* **Goal of the exercise**:
List every email address that appears in the From, To and Cc lines of the mailing-list message below.

* **Source excerpt**:
From: Eryu Guan <eguan@redhat.com>
To: Brian Foster <bfoster@redhat.com>
Cc: Christoph Hellwig <hch@infradead.org>,
Eric Sandeen <sandeen@redhat.com>,
fstests <fstests@vger.kernel.org>,
Zheng Liu <wenqing.lz@taobao.com>,
linux-xfs@vger.kernel.org
Subject: Re: [PATCH] test race when checking i_size on direct i/o read
Date: Thu, 21 Sep 2017 18:09:44 +0800 [thread overview]
Message-ID: <20170921100944.GX8034@eguan.usersys.redhat.com> (raw)
In-Reply-To: <20170920125529.GA16481@bfoster.bfoster>
On Wed, Sep 20, 2017 at 08:55:30AM -0400, Brian Foster wrote:
> On Wed, Sep 20, 2017 at 07:05:04PM +0800, Eryu Guan wrote:
> > On Tue, Sep 19, 2017 at 07:34:06AM -0700, Christoph Hellwig wrote:
> > > On Tue, Sep 19, 2017 at 10:13:52AM -0400, Brian Foster wrote:
> > > > Can we pass a boolean or flag to xfs_iomap_write_unwritten() to have it
> > > > update the incore i_size after unwritten extent conversion? Then move
> > > > (or remove) the associated update from xfs_dio_write_end_io().

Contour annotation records
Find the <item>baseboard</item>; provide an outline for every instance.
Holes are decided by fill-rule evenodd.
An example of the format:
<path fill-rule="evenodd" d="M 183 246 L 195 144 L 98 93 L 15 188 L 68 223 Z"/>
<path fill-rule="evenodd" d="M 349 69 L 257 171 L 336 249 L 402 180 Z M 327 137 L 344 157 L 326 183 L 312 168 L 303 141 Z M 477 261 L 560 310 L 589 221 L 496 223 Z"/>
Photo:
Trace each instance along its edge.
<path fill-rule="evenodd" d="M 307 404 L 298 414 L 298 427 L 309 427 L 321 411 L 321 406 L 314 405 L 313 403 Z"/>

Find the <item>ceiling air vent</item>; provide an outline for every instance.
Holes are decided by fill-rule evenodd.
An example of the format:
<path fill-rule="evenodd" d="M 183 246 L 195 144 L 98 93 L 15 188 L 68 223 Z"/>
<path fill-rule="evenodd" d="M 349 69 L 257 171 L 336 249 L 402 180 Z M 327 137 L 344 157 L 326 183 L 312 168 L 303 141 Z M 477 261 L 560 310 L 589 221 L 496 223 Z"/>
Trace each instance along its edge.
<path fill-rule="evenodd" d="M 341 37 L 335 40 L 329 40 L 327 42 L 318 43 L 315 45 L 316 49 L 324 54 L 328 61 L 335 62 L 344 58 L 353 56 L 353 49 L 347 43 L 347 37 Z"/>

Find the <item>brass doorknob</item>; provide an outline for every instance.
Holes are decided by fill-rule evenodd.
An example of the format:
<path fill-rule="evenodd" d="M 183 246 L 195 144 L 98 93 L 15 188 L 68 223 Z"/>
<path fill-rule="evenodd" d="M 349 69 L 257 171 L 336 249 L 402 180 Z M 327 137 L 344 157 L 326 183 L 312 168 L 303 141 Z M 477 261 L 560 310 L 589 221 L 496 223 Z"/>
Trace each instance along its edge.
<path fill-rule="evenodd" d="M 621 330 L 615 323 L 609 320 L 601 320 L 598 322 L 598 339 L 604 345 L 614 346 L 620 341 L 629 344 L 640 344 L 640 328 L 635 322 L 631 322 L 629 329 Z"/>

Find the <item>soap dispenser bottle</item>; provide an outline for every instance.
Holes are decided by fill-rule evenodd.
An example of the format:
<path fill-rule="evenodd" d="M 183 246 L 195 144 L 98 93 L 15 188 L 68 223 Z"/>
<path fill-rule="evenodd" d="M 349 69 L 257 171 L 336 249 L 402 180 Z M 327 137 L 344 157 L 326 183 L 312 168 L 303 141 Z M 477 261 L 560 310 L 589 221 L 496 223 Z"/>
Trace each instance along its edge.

* **Result of the exercise**:
- eguan@redhat.com
- bfoster@redhat.com
- hch@infradead.org
- sandeen@redhat.com
- fstests@vger.kernel.org
- wenqing.lz@taobao.com
- linux-xfs@vger.kernel.org